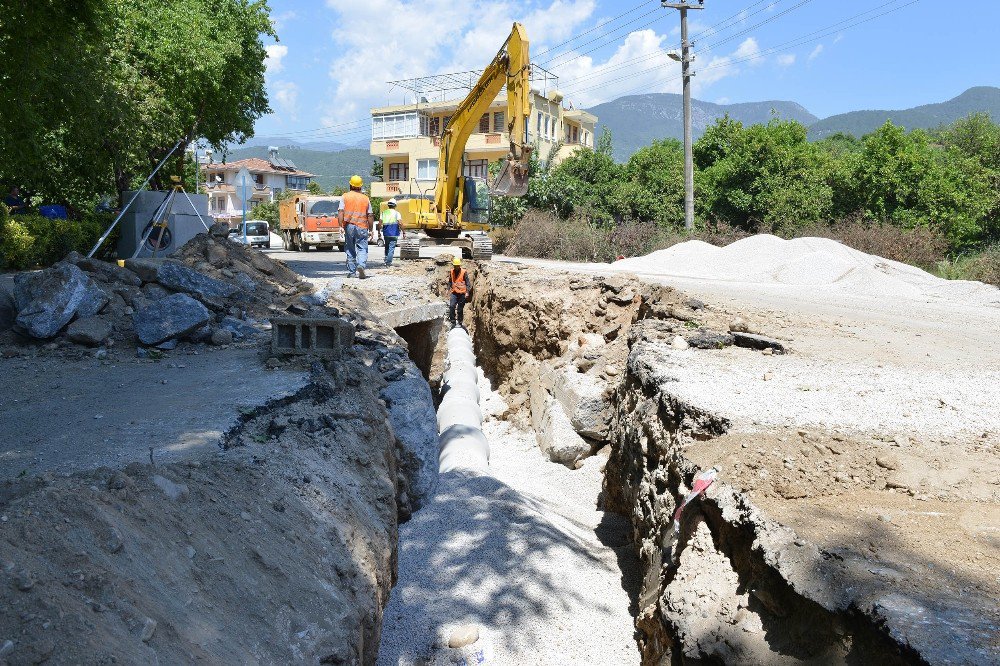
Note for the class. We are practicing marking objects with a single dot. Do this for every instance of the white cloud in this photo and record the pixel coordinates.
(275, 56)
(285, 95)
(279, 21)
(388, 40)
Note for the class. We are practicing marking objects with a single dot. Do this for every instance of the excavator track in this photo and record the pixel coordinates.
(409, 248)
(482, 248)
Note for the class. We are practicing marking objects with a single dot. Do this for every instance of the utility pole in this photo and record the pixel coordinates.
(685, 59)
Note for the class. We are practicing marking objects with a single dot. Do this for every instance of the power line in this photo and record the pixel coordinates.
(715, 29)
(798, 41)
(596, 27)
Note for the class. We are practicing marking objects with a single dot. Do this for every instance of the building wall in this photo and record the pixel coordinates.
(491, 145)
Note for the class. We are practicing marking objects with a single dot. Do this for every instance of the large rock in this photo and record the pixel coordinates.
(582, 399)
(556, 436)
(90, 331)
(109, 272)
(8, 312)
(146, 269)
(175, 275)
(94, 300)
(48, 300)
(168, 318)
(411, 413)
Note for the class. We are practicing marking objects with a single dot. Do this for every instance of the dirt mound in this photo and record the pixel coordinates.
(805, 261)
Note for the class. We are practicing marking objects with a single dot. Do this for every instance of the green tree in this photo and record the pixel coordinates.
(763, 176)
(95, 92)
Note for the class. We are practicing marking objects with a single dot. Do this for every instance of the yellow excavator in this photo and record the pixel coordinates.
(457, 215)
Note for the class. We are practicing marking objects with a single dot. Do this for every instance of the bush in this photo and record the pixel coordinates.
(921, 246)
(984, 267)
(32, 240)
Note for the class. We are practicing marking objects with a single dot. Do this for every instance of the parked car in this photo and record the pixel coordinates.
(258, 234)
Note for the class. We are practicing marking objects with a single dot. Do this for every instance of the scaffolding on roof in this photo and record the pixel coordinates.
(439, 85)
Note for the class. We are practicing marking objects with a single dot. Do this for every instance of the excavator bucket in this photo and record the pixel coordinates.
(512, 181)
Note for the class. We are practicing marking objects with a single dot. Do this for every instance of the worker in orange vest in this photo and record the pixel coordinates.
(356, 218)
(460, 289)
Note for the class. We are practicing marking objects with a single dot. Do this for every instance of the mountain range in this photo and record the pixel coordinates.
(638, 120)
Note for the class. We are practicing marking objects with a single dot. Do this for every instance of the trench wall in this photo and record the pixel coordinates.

────────

What you are asked to do
Return to the listing above and set it down exactly, leaving out its pictures.

Completed exercise
Note for the class. We are practicing marking objects with a single dot. Do this for every instance of the white cloud in this photo and record the pixel coordinates.
(275, 56)
(285, 95)
(279, 21)
(388, 40)
Note for the class. We are practicing marking objects with a single dot. Do this for every instance of the excavator track in this photo and record the pixel coordinates.
(409, 248)
(482, 248)
Note for the class. We are practicing marking objects with a single dot. Do this for every instance of the utility pole in this photo and record the pixel coordinates.
(685, 59)
Note for the class. We are practicing marking objects with a single dot. Do this for every instance of the power line in this photo and record the pixel coordinates.
(715, 29)
(798, 41)
(596, 27)
Note for the class. We are practicing marking objects with a single dot. Do this for every instance of the building wall in this photo and record the pixel coordinates.
(491, 145)
Note for the class. We are practicing marking objects with a single dot. Do this for every instance of the large rock in this photo and record the pixel coordinates.
(582, 399)
(556, 436)
(90, 331)
(109, 272)
(8, 312)
(146, 269)
(175, 275)
(94, 300)
(48, 300)
(168, 318)
(411, 413)
Note for the class. We are practicing marking objects with a single dot. Do this for every instance of the dirt mound in this photo and record the pixel coordinates.
(805, 261)
Note for the class. We are practicing marking objects with a single dot. Do this for every instance of the green tree in this photo and record the pixel coordinates.
(763, 176)
(95, 92)
Note for the class. We are practicing marking objects with a single dot. Do this for every instance of the yellow excavator in this photo and record the pixel coordinates.
(457, 215)
Note for the class. We are practicing marking objects with a single dot. Do this for every instance of the bush in this photo and record the pixel coordinates.
(921, 246)
(984, 267)
(32, 240)
Note for the class. We are practicing marking objects with a single dot. Do this for every instance of the parked car in this photo and record the pixel coordinates.
(258, 234)
Note for the class. We are practicing marking objects with a single dot. Do this for every instance of the scaffolding on roof in this photo and record the pixel coordinates.
(439, 85)
Note for the class. We are practicing marking objects with a single dot. Do this for every instance of the excavator bucket in this photo and record the pixel coordinates.
(512, 181)
Note for the class. We are practicing marking objects with a single dot. Do this for every instance of the worker in orange vest in this photo and record the pixel coordinates.
(356, 218)
(460, 289)
Note for the class. We are practicing marking objects with a single dot. Do this for every instance of the mountain range in this photo and record the pixel coordinates.
(638, 120)
Note for the class. We are practicing marking objects with a single dot. Do this for every instance of the trench wall in this photo and record the pixel coordinates.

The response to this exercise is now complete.